* DIRECTIONS *
Could you print the entries below exactly, starting at the line that contains "point: dark doorway" and stopping after the last one?

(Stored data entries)
=-=-=

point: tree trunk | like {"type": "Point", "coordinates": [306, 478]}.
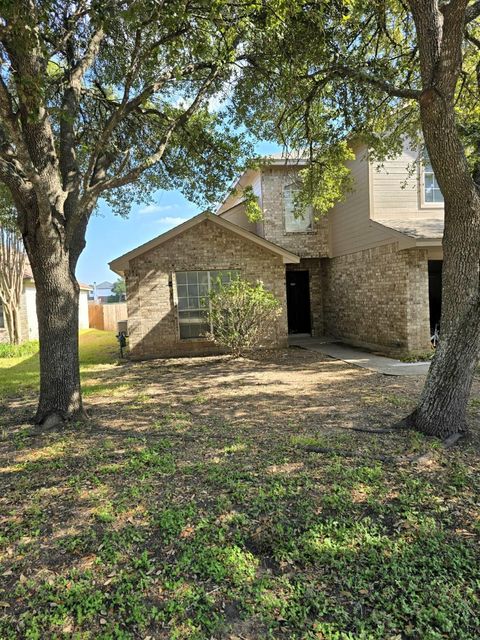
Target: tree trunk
{"type": "Point", "coordinates": [57, 312]}
{"type": "Point", "coordinates": [443, 404]}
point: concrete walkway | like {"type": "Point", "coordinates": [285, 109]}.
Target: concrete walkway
{"type": "Point", "coordinates": [359, 358]}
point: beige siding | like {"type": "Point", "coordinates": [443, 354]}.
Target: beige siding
{"type": "Point", "coordinates": [396, 189]}
{"type": "Point", "coordinates": [349, 220]}
{"type": "Point", "coordinates": [237, 215]}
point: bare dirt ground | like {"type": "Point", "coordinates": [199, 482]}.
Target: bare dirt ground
{"type": "Point", "coordinates": [191, 507]}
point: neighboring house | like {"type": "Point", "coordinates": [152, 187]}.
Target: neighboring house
{"type": "Point", "coordinates": [28, 312]}
{"type": "Point", "coordinates": [368, 273]}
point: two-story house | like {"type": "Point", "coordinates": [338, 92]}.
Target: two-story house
{"type": "Point", "coordinates": [368, 272]}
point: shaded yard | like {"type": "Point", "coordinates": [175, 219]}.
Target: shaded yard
{"type": "Point", "coordinates": [190, 507]}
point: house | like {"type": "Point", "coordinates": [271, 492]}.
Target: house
{"type": "Point", "coordinates": [28, 311]}
{"type": "Point", "coordinates": [368, 272]}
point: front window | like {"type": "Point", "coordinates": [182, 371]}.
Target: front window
{"type": "Point", "coordinates": [193, 288]}
{"type": "Point", "coordinates": [432, 193]}
{"type": "Point", "coordinates": [295, 221]}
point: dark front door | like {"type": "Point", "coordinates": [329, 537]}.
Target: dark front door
{"type": "Point", "coordinates": [298, 302]}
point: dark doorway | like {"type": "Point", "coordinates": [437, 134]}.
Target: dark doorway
{"type": "Point", "coordinates": [298, 302]}
{"type": "Point", "coordinates": [435, 292]}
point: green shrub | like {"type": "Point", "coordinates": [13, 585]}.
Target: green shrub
{"type": "Point", "coordinates": [19, 350]}
{"type": "Point", "coordinates": [240, 314]}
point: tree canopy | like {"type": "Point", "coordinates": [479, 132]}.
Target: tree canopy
{"type": "Point", "coordinates": [321, 74]}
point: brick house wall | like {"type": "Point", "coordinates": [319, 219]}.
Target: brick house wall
{"type": "Point", "coordinates": [378, 298]}
{"type": "Point", "coordinates": [4, 337]}
{"type": "Point", "coordinates": [313, 244]}
{"type": "Point", "coordinates": [152, 314]}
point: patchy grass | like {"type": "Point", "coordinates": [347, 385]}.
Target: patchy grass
{"type": "Point", "coordinates": [19, 350]}
{"type": "Point", "coordinates": [190, 509]}
{"type": "Point", "coordinates": [19, 366]}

=-=-=

* SOLUTION FOR THIS EXERCISE *
point: dark doorway | like {"type": "Point", "coordinates": [437, 134]}.
Target: dark doorway
{"type": "Point", "coordinates": [298, 302]}
{"type": "Point", "coordinates": [435, 292]}
point: green shrub | like {"type": "Point", "coordinates": [13, 585]}.
Target: green shrub
{"type": "Point", "coordinates": [19, 350]}
{"type": "Point", "coordinates": [240, 314]}
point: tree canopy | like {"type": "Point", "coordinates": [479, 132]}.
Target: tree canopy
{"type": "Point", "coordinates": [321, 74]}
point: brick house wall | like {"type": "Point", "coordinates": [319, 219]}.
Target: brick house wall
{"type": "Point", "coordinates": [378, 298]}
{"type": "Point", "coordinates": [4, 337]}
{"type": "Point", "coordinates": [313, 244]}
{"type": "Point", "coordinates": [152, 314]}
point: patchy grass | like {"type": "Point", "coordinates": [347, 385]}.
Target: patchy grass
{"type": "Point", "coordinates": [19, 350]}
{"type": "Point", "coordinates": [190, 509]}
{"type": "Point", "coordinates": [19, 366]}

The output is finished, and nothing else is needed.